● **PROVIDED ENTRIES**
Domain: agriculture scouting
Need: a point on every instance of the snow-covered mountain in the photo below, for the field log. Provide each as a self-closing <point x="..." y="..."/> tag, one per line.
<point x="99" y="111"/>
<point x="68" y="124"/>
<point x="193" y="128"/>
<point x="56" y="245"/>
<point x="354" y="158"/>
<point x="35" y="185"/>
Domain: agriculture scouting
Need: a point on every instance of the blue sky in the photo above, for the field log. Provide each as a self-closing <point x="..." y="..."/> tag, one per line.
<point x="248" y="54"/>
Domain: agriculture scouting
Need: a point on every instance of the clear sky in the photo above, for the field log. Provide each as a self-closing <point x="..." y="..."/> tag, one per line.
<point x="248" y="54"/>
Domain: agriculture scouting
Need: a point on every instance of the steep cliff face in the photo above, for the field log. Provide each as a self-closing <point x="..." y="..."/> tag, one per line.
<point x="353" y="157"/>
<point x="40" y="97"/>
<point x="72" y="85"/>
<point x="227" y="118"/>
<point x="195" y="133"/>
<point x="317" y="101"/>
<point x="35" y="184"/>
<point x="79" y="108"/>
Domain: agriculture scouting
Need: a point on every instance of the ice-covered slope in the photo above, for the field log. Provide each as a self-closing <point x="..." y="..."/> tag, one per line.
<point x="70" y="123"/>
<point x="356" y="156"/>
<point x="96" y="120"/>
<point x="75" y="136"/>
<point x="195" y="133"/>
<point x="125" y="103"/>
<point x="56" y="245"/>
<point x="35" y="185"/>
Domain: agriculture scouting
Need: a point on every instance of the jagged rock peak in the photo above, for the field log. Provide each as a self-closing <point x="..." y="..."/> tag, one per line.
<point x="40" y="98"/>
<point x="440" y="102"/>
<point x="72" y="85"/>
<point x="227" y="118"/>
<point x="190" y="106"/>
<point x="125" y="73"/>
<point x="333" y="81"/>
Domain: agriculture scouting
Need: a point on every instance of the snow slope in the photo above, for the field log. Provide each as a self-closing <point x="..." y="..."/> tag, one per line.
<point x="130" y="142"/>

● **WHAT TO WORK ON**
Using the listing above, print the line containing "Need: a point on every instance of the steep" and every line after it exactly, up to and including the last.

● **ANSWER BOX**
Need: a point on every instance of the steep cliff face in the photo above, for the field log. Provide each as a self-closing <point x="..." y="..."/> tag, one per line.
<point x="353" y="157"/>
<point x="40" y="97"/>
<point x="72" y="85"/>
<point x="227" y="118"/>
<point x="195" y="133"/>
<point x="317" y="101"/>
<point x="35" y="184"/>
<point x="79" y="108"/>
Domain: agriculture scouting
Need: a point on every instance of the ice-covered slope in the photo above, for the field log. Provide each as a self-closing <point x="..." y="..."/> tag, one per line.
<point x="70" y="123"/>
<point x="356" y="156"/>
<point x="96" y="120"/>
<point x="75" y="136"/>
<point x="195" y="133"/>
<point x="125" y="103"/>
<point x="56" y="245"/>
<point x="35" y="185"/>
Domain: agriculture scouting
Need: a point on every instance of the jagged rock peak in the photo above, for the field log. Provide each as a self-closing <point x="..." y="..."/> tag, one per line.
<point x="40" y="98"/>
<point x="440" y="102"/>
<point x="72" y="85"/>
<point x="227" y="118"/>
<point x="190" y="106"/>
<point x="125" y="73"/>
<point x="333" y="81"/>
Domain: agriculture scouting
Need: a point on every instance of the snow slope in the photo above, for the field log. Provide each as a self-closing <point x="..." y="..."/> tag, one per line.
<point x="130" y="142"/>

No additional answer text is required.